Passage provided:
____________
We recently got a hankering to watch Surface, which is horrifically written, yet fun to watch, as long as there’s a giant monster on screen eating someone.
There is no limit to the common-sense foolishness in this series (which evidently was killed at a cliffhanger). Characters leap from California to Louisiana and back to California in the span of an afternoon or so (Vermont to New Hampshire would make more sense), which was something we all spotted right away (many were the cries of “wait – he’s back in Louisiana?!”)
Anyone who SCUBA dives, wants to SCUBA dive, can spell “SCUBA” or has been in water will want to wash their brains after a whole sequence where characters drop to about 5000 feet in a bathyscape, and then get their cable cut and are dragged around by two tons of loose steel cable, and yet are popped to the surface in *less than a minute *by a simple inflatable life raft – which not only has the power to teleport them to the surface, but to also suspend two tons of steel underneath, plus encourage through Float Osmosis the bathyscape to also bob like a cork right next to them.
Until it is convenient to sink.
Computers, of course, are able to do their usual magical things, as are cell phones.
____________
Records supplied:
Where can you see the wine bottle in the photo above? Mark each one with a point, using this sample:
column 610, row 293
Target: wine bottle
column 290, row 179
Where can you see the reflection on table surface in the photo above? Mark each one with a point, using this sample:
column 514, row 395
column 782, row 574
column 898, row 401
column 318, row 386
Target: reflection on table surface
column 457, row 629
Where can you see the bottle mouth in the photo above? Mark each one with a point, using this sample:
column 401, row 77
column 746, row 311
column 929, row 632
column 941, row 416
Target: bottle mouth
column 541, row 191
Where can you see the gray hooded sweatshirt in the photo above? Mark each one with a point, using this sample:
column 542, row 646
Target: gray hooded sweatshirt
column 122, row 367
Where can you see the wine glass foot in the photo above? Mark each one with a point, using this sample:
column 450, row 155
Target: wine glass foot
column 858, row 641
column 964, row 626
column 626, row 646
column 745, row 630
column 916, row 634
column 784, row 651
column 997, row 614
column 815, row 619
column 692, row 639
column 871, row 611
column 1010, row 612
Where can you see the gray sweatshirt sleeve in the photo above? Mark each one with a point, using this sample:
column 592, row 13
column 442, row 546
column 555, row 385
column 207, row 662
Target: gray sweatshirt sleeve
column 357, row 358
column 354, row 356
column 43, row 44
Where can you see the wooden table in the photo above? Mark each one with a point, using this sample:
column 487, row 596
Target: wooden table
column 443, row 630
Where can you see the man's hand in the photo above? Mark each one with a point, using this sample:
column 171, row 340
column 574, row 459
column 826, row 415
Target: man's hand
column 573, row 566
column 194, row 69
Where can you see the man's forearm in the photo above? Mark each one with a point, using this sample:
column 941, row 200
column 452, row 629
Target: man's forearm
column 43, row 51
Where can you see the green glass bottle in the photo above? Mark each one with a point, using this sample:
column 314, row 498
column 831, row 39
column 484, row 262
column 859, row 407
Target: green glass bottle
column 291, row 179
____________
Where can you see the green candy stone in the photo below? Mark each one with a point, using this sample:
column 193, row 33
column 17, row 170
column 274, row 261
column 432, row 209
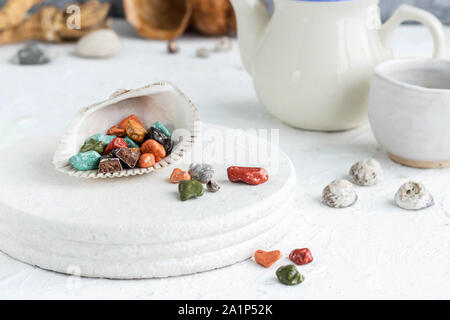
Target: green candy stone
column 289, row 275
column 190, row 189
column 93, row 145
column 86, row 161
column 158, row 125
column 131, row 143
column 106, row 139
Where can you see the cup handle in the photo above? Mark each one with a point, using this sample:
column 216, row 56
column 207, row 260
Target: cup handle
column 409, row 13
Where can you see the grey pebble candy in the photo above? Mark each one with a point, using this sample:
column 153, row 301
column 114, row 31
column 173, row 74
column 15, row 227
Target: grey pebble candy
____________
Problem: Return, word for word, the portion of the review of Surface starting at "Anyone who SCUBA" and ending at "next to them.". The items come from a source separate from the review of Surface.

Task response:
Anyone who SCUBA dives, wants to SCUBA dive, can spell “SCUBA” or has been in water will want to wash their brains after a whole sequence where characters drop to about 5000 feet in a bathyscape, and then get their cable cut and are dragged around by two tons of loose steel cable, and yet are popped to the surface in *less than a minute *by a simple inflatable life raft – which not only has the power to teleport them to the surface, but to also suspend two tons of steel underneath, plus encourage through Float Osmosis the bathyscape to also bob like a cork right next to them.